[Start Input]
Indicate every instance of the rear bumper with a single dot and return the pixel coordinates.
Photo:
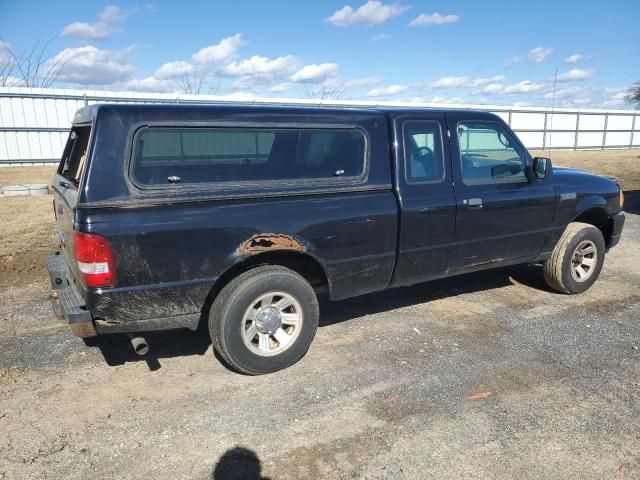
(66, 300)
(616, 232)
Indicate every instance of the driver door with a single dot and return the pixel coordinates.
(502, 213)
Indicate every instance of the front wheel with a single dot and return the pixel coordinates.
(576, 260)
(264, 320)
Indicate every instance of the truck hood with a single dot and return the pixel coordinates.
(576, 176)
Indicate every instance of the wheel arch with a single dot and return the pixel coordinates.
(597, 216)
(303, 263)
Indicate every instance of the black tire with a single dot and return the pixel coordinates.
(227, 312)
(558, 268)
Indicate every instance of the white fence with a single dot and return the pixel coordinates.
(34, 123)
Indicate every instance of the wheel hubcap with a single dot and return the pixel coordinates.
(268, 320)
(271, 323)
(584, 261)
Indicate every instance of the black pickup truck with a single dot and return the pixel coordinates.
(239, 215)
[End Input]
Copy the listing above word for word, from the first line to the last, but leave out the picture.

> _The reply_:
Indicate every instance of the rear bumper with a single dot and return the pixel coordinates.
Photo:
(66, 300)
(616, 232)
Indicate every instance of the driver door with a single dot and return the pixel coordinates.
(502, 213)
Indicate every instance of the front wheel with a single dot and return the pixel coordinates.
(576, 260)
(264, 320)
Indicate every instance of the truck hood with a single dot and return the pixel coordinates.
(576, 176)
Indicate every instance of the wheel arch with a single dot and return the pixel coordinates.
(597, 216)
(303, 263)
Indicate every instance of the black tire with a single dot and return the pixel coordinates.
(227, 312)
(558, 268)
Indicate every instance of the white fence with a single dot and return the pixel coordinates.
(34, 123)
Indicate every instance of the wheel hubcap with a single dot and return the pixel coordinates.
(268, 320)
(271, 323)
(584, 261)
Indicate every instance of the black pickup truck with a single dot and return the pixel coordinates.
(239, 215)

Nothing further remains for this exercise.